[begin RECORDS SUPPLIED]

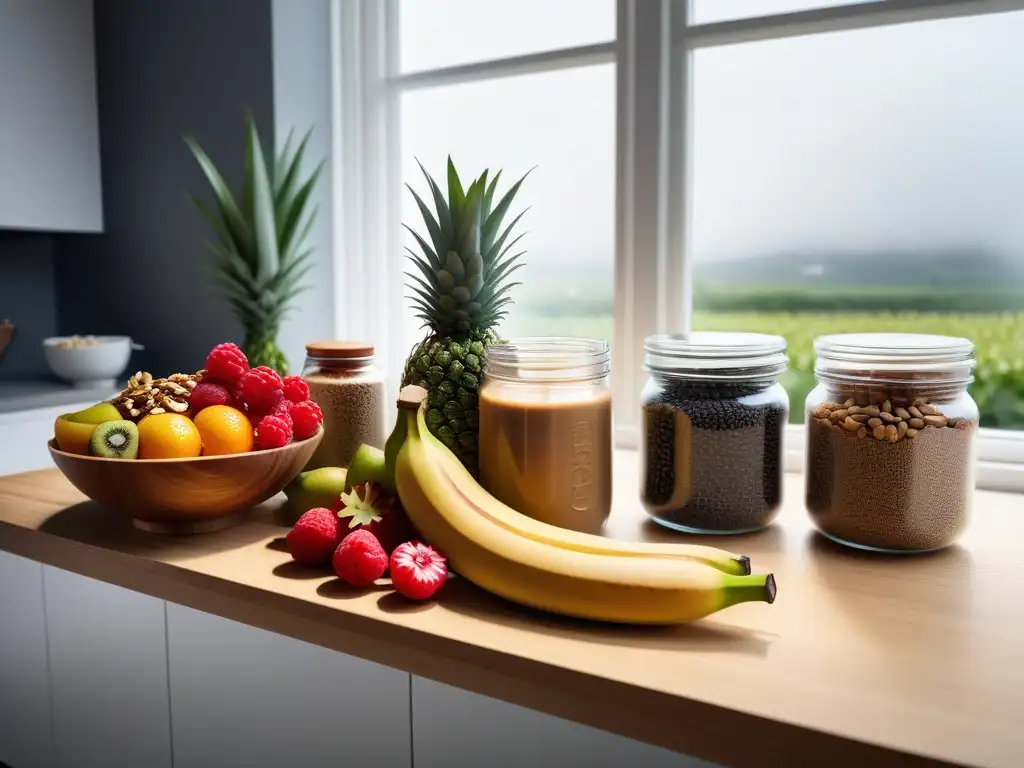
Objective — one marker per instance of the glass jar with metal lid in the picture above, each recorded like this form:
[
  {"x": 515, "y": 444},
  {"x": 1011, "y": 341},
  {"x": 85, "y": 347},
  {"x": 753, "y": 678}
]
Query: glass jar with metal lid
[
  {"x": 546, "y": 429},
  {"x": 891, "y": 440},
  {"x": 714, "y": 417}
]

[end RECORDS SUPPLIED]

Write out all of the material again, adding 47 to each x and y coordinate in the answers only. Leave the pictures out.

Objective — one marker per instance of the glass jar with metal lid in the picture above, each recorded like this form:
[
  {"x": 515, "y": 444},
  {"x": 1011, "y": 341},
  {"x": 85, "y": 347},
  {"x": 753, "y": 678}
]
Query: glass jar with metal lid
[
  {"x": 593, "y": 476},
  {"x": 938, "y": 487},
  {"x": 761, "y": 464}
]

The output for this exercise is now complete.